— Start —
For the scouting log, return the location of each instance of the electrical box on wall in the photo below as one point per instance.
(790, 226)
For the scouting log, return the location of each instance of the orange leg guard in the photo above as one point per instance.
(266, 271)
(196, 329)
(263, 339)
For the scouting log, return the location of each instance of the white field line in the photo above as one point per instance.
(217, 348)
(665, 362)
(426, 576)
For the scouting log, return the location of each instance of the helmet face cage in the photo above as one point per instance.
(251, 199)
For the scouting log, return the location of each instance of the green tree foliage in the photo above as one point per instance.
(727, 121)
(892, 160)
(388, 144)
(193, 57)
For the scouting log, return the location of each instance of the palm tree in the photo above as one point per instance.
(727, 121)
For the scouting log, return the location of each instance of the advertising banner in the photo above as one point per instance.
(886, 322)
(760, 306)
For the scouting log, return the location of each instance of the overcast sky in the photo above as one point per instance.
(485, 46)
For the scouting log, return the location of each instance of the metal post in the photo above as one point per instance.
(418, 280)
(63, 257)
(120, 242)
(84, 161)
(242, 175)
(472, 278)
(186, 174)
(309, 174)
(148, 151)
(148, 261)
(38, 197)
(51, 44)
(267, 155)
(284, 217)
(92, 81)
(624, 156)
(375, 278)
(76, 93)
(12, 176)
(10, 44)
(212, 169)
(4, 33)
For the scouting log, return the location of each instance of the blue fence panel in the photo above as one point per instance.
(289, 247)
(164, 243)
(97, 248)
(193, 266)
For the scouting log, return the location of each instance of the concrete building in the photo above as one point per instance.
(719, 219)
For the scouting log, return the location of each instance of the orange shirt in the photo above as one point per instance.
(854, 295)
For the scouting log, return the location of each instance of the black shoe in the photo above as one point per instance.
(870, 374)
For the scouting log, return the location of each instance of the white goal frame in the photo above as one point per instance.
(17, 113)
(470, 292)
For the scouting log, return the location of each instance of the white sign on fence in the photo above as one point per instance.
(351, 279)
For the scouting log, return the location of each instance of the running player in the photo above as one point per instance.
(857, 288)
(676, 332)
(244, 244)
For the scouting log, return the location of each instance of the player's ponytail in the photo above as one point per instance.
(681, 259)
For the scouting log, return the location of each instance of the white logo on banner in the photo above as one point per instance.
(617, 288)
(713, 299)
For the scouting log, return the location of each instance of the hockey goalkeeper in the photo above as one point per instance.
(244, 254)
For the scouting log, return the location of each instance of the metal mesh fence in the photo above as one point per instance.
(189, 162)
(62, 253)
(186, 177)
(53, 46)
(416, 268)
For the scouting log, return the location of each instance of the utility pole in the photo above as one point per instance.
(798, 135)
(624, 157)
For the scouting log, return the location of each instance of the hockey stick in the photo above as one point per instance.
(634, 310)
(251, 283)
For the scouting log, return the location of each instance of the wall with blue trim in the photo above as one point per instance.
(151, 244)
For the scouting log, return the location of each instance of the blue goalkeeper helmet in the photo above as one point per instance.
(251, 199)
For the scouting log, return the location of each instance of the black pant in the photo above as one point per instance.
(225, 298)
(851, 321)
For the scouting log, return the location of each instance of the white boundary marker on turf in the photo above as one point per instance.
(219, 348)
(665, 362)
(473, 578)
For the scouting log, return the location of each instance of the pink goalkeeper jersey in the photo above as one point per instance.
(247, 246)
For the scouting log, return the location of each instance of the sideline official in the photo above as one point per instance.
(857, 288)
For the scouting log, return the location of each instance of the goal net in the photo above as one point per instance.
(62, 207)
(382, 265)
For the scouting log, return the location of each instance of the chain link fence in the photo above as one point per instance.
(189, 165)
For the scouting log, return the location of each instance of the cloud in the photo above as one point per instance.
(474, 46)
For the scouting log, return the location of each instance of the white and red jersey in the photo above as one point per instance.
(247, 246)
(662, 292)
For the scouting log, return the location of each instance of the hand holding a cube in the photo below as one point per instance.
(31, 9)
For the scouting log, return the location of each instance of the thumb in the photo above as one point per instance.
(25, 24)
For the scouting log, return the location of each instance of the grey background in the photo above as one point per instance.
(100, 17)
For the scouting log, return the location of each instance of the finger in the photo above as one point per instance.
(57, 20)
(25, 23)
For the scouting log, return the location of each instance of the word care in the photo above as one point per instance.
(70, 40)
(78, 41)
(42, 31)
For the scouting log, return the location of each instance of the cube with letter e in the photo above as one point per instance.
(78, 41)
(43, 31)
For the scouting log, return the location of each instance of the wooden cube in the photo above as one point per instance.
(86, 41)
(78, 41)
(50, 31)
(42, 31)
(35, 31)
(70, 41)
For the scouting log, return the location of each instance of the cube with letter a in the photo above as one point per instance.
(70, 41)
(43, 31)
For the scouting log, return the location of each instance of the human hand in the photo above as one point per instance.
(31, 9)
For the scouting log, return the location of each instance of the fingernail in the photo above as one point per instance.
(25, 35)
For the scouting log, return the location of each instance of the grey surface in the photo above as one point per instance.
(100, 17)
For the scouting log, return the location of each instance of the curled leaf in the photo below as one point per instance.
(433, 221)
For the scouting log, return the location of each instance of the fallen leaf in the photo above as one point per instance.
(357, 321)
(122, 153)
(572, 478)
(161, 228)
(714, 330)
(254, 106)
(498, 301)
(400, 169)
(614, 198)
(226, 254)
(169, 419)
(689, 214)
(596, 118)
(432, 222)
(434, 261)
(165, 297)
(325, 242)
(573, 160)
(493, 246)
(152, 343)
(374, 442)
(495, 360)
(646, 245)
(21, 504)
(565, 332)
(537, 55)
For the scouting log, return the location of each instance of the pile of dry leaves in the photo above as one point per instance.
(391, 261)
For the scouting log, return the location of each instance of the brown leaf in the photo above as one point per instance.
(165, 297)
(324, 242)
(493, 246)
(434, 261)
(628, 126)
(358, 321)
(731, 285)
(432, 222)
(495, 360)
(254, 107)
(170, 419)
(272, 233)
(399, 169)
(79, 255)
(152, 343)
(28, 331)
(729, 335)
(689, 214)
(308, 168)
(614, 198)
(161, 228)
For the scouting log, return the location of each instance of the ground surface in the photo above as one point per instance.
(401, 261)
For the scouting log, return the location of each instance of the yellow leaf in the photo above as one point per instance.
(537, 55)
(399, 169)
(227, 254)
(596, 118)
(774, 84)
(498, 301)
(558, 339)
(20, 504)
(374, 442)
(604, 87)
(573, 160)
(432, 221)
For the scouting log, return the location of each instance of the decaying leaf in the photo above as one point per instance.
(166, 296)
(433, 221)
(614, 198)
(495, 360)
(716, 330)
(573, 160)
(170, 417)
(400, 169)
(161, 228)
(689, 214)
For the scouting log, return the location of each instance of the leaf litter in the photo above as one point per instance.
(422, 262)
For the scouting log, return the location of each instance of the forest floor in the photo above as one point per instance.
— End —
#### Requirements
Render everything from the line containing "of the decaying" down to the end of the records as a Markdown table with two columns, Row and Line. Number each row and leave out blank lines.

#### Written solution
| Row | Line |
|---|---|
| 1 | For the scouting log, return the location of each instance of the decaying leaf in the photo above as one point per instance. |
| 2 | (166, 296) |
| 3 | (433, 221) |
| 4 | (614, 198) |
| 5 | (495, 360) |
| 6 | (716, 330) |
| 7 | (573, 160) |
| 8 | (170, 417) |
| 9 | (400, 169) |
| 10 | (161, 228) |
| 11 | (689, 214) |
| 12 | For the scouting log, return the location of each instance of the leaf litter in the photo above as one point per instance. |
| 13 | (422, 262) |
| 14 | For the scouting log, return the location of each instance of the forest floor in the photo above as one point per instance. |